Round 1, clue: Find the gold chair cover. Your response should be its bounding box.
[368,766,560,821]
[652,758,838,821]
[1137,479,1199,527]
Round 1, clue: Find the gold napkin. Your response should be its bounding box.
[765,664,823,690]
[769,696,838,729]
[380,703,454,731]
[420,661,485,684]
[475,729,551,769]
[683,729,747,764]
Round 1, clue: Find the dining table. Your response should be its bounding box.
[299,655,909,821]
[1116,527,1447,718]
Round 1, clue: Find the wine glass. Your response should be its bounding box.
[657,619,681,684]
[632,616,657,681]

+ + +

▶ **REQUEST**:
Quote all of the entries exactly as they appear.

▶ **RIGHT ANSWER**:
Round 1, clue: Find the gold chair cover. Your response should be its bounding box.
[368,766,560,821]
[652,758,838,821]
[1137,479,1199,527]
Round 1, clue: Find the gold napkin. Your response should be its bounding box.
[765,664,823,690]
[769,696,838,729]
[380,703,454,731]
[420,661,485,684]
[475,729,551,769]
[683,729,747,764]
Round 1, clue: Find the dining table. Your response should be its bounding box.
[299,655,909,821]
[1116,527,1447,718]
Round 1, clue: Find the wine glass. Your response should be its bounding box.
[657,619,681,684]
[632,616,657,681]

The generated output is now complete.